REQUIRED ACTION 1
In the configuration reference, rewrite the paragraph beginning "Path to a local filesystem file" as a short bulleted list that keeps its main facts.
REQUIRED ACTION 2
From the configuration reference, reproduce the text between "For the Remote" and "currently use params.", inclusive.

STUDY TEXT
+++

Mutually exclusive with body_ref. Must not be set for non-SQL from: schemes.
body_ref​
Path to a local filesystem file whose contents are the SQL body. Resolved relative to the runtime's current working directory at registration time.
body_ref: ./functions/shipping_class.sql
body_ref is not read from object stores when a spicepod is loaded remotely — use inline body: for portable remote spicepods.
Mutually exclusive with body.
params​
Optional. Tier-specific parameters. Supports ${secrets:KEY} and ${env:KEY} interpolation at registration time.
For the Remote tier (from: http://... / https://...):
| Parameter | Default | Description |
|---|---|---|
timeout | 30s | Per-call timeout. Plain integer seconds or Ns / Nms strings. |
batch_size | 1024 | Maximum rows per HTTP request. Capped at 100 000. |
batch_concurrency | 4 | Maximum in-flight HTTP batches per invocation. Capped at 64. |
auth_bearer | unset | When set, adds Authorization: Bearer <value> to each request. Use ${secrets:...}. |
The SQL tier does not currently use params.

+++

RECORD SET
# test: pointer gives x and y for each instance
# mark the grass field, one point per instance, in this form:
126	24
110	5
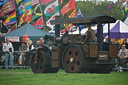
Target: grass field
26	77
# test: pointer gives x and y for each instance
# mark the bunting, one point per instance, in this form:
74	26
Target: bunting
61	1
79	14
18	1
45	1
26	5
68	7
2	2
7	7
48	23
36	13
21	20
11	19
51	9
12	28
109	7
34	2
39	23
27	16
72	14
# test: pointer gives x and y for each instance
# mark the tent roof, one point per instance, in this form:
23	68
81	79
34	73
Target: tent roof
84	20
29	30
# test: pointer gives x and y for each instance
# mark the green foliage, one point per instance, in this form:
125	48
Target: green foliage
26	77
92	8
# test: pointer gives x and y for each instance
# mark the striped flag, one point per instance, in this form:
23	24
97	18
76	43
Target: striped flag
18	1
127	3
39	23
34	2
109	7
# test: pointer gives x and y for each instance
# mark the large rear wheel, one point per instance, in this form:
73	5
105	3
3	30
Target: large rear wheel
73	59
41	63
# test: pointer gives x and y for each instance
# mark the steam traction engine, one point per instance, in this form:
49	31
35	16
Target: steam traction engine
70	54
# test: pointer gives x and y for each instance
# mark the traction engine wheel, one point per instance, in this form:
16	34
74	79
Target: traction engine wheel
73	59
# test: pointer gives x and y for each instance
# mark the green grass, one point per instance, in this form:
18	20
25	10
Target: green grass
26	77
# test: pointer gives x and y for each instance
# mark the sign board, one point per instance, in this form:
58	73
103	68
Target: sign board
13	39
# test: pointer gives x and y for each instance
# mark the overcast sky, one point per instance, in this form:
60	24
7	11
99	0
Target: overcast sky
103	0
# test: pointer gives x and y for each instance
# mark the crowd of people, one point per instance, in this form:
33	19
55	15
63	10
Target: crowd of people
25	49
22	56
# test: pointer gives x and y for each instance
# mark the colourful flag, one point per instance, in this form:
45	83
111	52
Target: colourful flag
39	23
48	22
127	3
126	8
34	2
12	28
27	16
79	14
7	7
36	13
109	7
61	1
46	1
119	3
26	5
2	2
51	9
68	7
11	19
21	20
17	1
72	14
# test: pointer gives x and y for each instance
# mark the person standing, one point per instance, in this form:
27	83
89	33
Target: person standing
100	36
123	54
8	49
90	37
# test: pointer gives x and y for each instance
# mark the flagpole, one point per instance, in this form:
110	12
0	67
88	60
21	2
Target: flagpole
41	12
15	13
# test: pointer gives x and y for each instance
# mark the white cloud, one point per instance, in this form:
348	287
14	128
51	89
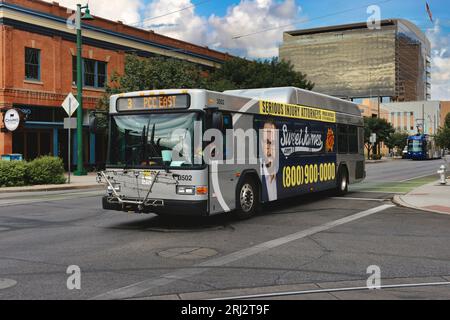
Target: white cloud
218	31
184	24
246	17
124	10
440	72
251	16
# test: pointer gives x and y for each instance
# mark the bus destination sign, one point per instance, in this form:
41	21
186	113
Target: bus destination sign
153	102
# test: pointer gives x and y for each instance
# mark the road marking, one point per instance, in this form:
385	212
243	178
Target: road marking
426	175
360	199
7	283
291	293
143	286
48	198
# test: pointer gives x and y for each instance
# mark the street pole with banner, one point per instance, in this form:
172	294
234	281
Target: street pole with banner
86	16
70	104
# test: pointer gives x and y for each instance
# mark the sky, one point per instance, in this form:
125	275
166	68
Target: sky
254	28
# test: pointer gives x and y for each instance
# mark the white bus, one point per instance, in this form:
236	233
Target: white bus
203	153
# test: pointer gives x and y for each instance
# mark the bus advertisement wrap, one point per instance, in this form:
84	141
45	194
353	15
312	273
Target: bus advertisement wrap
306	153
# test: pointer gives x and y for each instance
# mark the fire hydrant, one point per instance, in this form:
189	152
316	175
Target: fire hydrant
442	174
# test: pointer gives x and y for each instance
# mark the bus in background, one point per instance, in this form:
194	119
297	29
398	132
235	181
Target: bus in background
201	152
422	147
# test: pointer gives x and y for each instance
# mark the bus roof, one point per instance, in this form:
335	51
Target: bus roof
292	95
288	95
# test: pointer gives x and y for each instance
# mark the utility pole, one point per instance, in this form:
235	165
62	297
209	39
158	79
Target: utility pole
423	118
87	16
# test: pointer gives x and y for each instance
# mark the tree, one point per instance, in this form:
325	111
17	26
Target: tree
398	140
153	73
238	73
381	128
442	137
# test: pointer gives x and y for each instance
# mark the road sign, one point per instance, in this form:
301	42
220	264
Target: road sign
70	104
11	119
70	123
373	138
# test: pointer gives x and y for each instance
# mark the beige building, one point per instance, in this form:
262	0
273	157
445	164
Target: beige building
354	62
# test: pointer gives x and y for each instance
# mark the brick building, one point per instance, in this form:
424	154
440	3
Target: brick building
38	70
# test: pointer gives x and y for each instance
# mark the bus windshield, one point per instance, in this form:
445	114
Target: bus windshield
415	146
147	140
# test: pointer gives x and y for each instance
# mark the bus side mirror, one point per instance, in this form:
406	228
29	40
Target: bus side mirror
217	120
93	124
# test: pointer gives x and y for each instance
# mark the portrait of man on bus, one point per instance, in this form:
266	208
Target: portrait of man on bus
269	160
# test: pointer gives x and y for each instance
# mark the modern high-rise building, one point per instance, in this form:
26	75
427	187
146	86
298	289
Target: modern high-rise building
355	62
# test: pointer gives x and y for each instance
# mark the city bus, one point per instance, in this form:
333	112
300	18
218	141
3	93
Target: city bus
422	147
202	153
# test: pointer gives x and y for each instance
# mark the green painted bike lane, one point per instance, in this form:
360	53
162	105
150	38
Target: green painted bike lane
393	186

+++

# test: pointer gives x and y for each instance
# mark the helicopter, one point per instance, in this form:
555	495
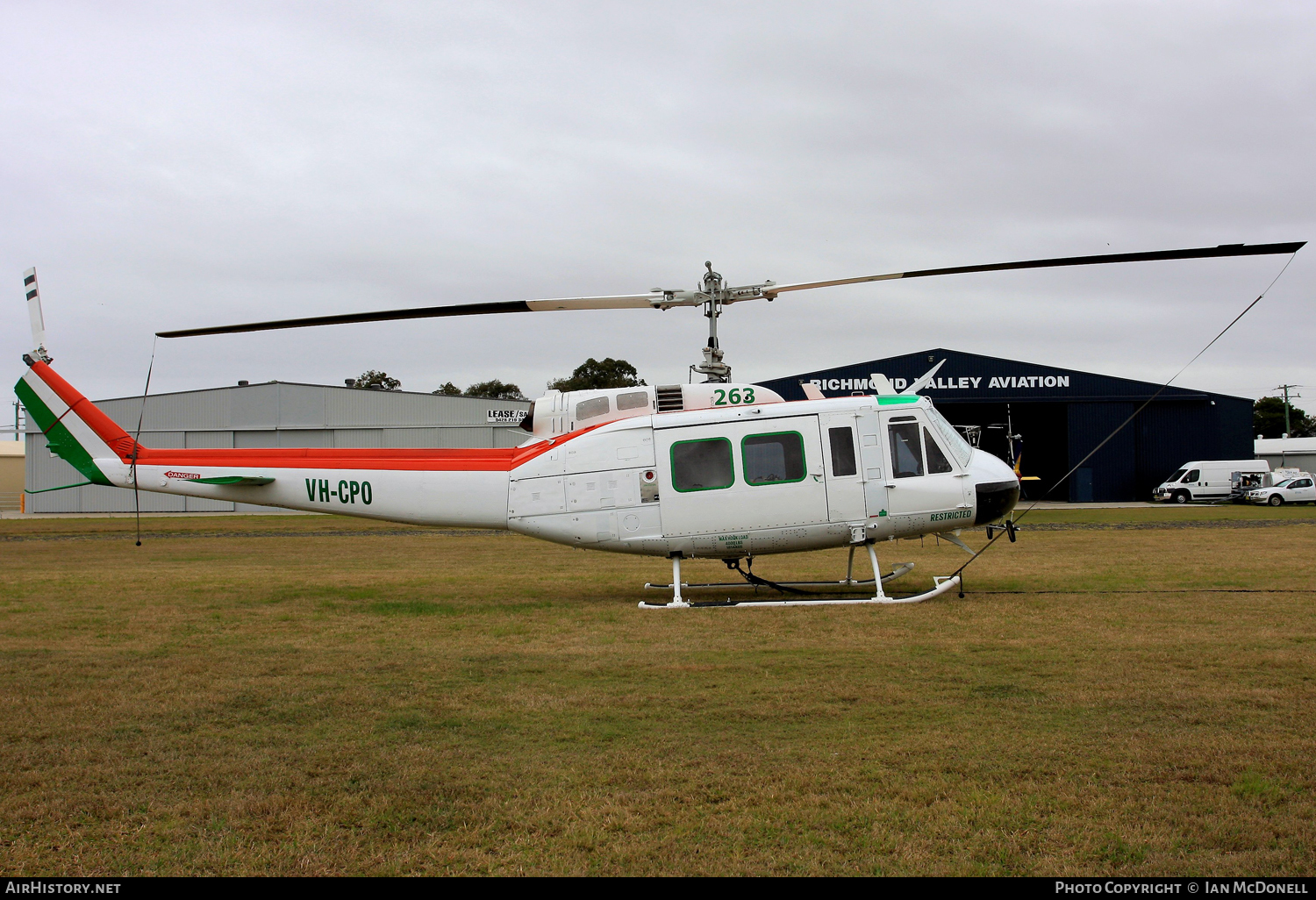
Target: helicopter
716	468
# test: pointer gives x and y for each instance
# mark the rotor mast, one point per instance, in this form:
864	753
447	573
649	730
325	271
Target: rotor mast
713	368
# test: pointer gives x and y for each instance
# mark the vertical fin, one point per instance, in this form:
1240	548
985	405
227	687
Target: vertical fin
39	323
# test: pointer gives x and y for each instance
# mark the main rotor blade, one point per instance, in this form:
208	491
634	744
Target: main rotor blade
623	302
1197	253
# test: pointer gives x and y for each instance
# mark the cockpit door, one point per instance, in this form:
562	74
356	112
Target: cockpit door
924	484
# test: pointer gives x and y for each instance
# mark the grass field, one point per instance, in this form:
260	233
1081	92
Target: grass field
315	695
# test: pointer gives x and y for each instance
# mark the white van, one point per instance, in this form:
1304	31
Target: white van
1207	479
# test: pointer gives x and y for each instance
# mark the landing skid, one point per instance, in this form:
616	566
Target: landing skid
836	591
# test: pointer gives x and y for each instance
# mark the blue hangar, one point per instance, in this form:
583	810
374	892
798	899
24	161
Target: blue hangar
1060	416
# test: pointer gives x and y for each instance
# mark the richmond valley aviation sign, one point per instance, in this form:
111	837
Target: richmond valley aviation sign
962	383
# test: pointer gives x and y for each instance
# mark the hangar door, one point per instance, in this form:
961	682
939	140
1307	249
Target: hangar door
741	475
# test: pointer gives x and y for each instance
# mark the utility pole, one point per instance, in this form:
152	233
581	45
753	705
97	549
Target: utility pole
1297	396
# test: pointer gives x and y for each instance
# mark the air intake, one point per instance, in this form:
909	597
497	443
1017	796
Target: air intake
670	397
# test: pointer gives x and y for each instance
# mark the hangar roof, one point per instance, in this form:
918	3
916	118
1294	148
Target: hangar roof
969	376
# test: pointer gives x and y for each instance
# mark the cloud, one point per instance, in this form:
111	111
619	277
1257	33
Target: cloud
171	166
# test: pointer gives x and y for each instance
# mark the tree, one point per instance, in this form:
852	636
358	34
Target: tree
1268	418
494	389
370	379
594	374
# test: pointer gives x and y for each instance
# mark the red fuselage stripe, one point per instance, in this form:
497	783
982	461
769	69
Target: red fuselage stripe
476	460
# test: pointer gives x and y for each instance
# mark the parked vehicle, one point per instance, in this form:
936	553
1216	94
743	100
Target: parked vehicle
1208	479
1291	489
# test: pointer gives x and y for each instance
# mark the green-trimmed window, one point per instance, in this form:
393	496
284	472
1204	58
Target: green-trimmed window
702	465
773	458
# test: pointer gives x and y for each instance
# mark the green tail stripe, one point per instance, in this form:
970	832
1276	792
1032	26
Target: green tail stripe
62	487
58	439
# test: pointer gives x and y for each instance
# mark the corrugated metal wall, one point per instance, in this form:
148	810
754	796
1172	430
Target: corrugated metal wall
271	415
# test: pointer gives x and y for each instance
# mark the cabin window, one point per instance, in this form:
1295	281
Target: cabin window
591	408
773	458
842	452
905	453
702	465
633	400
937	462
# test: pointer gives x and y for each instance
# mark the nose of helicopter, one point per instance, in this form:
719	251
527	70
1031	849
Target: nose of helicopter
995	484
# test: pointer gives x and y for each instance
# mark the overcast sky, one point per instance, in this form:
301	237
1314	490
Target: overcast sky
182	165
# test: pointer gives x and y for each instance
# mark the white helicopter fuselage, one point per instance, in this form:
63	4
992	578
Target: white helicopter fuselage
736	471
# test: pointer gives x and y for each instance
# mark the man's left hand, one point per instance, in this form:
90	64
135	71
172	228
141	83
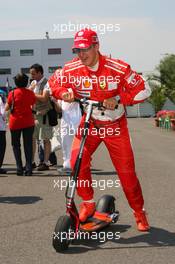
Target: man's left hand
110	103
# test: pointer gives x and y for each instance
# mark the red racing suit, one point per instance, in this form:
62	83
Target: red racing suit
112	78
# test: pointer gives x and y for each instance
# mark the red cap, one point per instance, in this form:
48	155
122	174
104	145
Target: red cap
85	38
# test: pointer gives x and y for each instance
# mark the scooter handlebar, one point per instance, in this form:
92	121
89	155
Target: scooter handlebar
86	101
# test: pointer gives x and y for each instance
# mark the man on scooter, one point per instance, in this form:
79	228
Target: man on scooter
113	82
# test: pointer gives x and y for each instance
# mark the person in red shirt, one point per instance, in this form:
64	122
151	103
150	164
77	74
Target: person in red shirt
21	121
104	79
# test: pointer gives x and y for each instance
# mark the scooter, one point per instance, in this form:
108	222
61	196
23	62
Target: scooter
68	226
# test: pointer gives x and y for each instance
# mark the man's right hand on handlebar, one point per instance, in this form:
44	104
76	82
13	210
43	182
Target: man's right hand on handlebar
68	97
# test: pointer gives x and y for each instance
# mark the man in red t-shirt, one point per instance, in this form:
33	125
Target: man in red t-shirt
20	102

+++

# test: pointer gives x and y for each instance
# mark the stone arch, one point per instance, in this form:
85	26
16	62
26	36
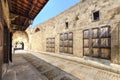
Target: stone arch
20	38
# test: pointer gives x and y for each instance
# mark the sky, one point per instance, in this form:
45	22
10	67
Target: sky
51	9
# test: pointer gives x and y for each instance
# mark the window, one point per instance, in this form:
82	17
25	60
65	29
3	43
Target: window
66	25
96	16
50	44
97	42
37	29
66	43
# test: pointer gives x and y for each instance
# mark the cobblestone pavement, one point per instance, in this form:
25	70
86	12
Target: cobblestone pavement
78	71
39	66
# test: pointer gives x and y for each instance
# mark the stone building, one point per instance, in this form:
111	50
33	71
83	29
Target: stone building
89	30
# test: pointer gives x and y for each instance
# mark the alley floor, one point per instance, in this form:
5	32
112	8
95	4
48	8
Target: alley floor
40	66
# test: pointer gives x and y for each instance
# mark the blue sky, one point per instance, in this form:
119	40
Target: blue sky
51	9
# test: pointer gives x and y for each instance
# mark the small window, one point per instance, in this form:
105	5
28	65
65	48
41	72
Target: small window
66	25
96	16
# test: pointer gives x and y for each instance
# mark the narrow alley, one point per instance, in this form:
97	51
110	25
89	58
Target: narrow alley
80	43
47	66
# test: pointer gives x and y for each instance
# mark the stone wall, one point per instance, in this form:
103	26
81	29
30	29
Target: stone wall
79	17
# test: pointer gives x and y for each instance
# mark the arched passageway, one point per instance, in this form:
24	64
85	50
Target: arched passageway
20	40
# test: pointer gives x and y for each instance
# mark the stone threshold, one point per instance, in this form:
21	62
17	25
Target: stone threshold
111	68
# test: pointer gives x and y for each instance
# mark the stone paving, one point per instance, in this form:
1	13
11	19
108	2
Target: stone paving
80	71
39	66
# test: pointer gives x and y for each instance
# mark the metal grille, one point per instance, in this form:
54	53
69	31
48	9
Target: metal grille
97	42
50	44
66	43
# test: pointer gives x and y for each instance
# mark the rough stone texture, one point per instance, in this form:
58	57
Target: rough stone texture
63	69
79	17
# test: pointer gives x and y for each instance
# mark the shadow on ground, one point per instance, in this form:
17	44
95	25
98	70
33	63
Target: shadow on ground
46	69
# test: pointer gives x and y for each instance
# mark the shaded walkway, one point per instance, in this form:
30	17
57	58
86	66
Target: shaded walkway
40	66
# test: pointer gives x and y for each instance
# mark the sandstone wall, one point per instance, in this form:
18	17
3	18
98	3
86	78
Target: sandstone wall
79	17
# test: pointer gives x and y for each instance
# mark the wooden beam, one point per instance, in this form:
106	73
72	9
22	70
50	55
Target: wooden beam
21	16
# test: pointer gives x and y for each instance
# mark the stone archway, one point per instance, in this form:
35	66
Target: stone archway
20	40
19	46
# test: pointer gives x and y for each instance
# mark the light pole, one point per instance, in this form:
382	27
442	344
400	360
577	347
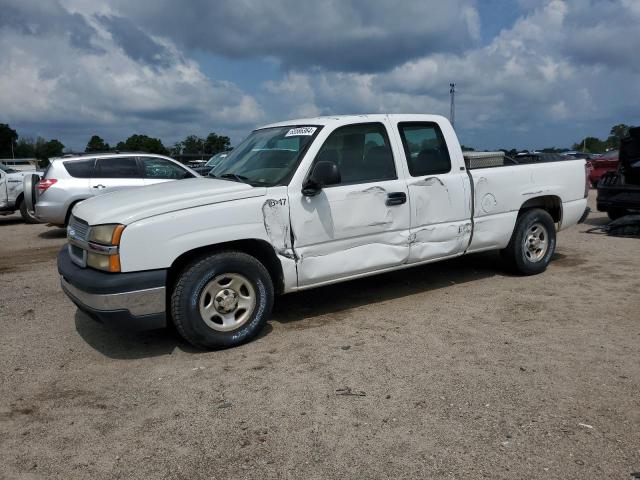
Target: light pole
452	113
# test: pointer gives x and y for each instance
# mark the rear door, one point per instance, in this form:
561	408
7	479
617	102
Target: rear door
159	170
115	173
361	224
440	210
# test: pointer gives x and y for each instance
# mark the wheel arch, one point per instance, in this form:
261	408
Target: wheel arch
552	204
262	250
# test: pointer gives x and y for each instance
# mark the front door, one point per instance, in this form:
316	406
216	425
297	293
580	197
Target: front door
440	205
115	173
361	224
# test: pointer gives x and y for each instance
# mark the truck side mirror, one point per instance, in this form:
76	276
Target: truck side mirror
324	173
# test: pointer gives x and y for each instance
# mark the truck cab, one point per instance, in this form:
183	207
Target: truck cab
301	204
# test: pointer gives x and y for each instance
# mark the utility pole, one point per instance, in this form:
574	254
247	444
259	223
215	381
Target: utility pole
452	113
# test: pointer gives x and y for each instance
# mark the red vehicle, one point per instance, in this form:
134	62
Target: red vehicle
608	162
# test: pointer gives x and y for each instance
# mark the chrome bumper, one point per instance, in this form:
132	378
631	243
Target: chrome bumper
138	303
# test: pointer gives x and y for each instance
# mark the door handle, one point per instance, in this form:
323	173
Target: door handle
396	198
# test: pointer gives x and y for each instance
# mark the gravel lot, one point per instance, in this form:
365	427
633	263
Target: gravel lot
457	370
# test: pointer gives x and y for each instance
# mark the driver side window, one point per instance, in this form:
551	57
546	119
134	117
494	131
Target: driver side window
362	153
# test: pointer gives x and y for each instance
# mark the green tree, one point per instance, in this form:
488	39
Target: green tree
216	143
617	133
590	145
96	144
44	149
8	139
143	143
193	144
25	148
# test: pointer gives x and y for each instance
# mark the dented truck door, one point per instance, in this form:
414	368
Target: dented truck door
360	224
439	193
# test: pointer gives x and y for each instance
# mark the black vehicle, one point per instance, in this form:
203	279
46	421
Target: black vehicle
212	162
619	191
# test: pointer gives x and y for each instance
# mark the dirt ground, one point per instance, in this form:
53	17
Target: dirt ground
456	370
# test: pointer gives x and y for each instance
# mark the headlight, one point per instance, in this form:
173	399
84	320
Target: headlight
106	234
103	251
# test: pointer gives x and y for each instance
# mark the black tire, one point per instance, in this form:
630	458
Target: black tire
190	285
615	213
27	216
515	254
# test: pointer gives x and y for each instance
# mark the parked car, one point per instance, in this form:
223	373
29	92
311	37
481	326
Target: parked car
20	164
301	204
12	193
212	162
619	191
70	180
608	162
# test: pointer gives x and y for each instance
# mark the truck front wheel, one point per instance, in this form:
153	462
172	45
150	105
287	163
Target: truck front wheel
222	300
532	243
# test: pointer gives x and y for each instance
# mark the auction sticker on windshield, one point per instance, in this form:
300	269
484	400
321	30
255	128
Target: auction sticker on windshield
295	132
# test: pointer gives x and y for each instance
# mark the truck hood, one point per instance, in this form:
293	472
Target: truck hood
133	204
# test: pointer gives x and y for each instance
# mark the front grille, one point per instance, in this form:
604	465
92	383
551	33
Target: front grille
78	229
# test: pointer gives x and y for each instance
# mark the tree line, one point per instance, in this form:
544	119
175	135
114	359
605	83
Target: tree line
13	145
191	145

+++

EXERCISE ANSWER 1
- Points to a local filesystem file whose contents are the SQL body.
- The path is resolved relative to the runtime's current working directory at registration time.

EXERCISE ANSWER 2
For the Remote tier (from: http://... / https://...):
| Parameter | Default | Description |
|---|---|---|
timeout | 30s | Per-call timeout. Plain integer seconds or Ns / Nms strings. |
batch_size | 1024 | Maximum rows per HTTP request. Capped at 100 000. |
batch_concurrency | 4 | Maximum in-flight HTTP batches per invocation. Capped at 64. |
auth_bearer | unset | When set, adds Authorization: Bearer <value> to each request. Use ${secrets:...}. |
The SQL tier does not currently use params.